▶ **Your task**
Please print every record below exactly as it reads.

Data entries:
Content starts

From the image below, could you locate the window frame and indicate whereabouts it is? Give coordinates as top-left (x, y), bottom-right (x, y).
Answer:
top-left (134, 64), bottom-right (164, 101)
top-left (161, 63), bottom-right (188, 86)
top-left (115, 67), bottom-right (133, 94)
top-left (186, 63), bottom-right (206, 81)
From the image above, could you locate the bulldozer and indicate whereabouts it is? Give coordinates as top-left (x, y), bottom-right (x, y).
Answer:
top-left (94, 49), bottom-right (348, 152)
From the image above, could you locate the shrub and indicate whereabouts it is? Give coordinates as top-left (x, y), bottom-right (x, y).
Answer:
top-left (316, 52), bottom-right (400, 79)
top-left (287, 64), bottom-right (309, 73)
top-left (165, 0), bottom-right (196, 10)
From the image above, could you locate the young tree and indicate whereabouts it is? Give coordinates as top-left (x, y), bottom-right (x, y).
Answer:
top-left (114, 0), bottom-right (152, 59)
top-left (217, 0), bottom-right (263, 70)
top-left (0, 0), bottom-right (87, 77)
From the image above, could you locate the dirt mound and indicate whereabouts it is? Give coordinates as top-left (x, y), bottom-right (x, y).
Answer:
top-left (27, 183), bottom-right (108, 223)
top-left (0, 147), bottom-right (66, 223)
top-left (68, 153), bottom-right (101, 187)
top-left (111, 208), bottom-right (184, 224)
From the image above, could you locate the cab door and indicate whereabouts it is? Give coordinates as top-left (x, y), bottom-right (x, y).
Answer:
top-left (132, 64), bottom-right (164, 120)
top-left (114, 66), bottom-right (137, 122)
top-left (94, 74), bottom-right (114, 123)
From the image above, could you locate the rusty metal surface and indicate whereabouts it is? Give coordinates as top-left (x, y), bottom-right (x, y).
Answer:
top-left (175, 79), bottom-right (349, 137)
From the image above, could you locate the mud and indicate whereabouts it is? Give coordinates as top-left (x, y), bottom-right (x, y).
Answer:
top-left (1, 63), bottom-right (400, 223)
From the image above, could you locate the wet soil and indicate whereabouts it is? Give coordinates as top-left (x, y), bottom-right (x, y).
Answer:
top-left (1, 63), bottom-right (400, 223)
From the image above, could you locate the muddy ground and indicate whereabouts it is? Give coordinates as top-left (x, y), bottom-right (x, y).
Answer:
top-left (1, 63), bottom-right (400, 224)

Content ends

▶ **Response to the exercise**
From the image below, could you locate the window frame and indicate whereabouts it is? Give coordinates as top-left (x, y), bottom-right (x, y).
Answer:
top-left (134, 64), bottom-right (164, 101)
top-left (161, 63), bottom-right (188, 86)
top-left (115, 67), bottom-right (133, 94)
top-left (186, 63), bottom-right (206, 81)
From the image above, could you locate the bulldozer and indicate whereabouts it is? Give coordinates as top-left (x, y), bottom-right (x, y).
Answer:
top-left (94, 49), bottom-right (348, 152)
From the image above, could you locate the shrub and indicate whereabouts it is? Give coordinates as top-left (x, y), bottom-right (x, y).
Answer:
top-left (316, 52), bottom-right (400, 79)
top-left (287, 64), bottom-right (309, 73)
top-left (165, 0), bottom-right (196, 10)
From the image above, could you locate the young tree and indicate whereabouts it is? Give coordinates as top-left (x, y), bottom-right (x, y).
Answer:
top-left (114, 0), bottom-right (152, 59)
top-left (217, 0), bottom-right (263, 70)
top-left (0, 0), bottom-right (87, 77)
From the image above, could you locate the dirt mound and indicate whereabouts it is? Give coordinates as top-left (x, y), bottom-right (x, y).
Answer:
top-left (27, 183), bottom-right (108, 223)
top-left (0, 147), bottom-right (66, 223)
top-left (68, 153), bottom-right (101, 187)
top-left (111, 208), bottom-right (184, 224)
From the image above, could you locate the cab door and indicate whereabouts it is? Give coordinates as top-left (x, y), bottom-right (x, y).
Answer:
top-left (132, 64), bottom-right (164, 120)
top-left (114, 66), bottom-right (137, 122)
top-left (94, 74), bottom-right (114, 123)
From the image above, could you locate the rusty metal surface and indicate whereabouts it is? Give coordinates as top-left (x, y), bottom-right (x, y).
Answer:
top-left (175, 79), bottom-right (349, 137)
From the image above, could you locate the mud and indicate whereabouts it is? Give coordinates as top-left (x, y), bottom-right (x, y).
Answer:
top-left (1, 63), bottom-right (400, 223)
From the image above, could you locate the wet soil and indicate whereabouts it is? Give coordinates as top-left (x, y), bottom-right (x, y).
Answer:
top-left (1, 63), bottom-right (400, 223)
From the image above, could you locate the muddy ground and indicate whereabouts it is? Give coordinates as top-left (x, y), bottom-right (x, y).
Answer:
top-left (1, 63), bottom-right (400, 224)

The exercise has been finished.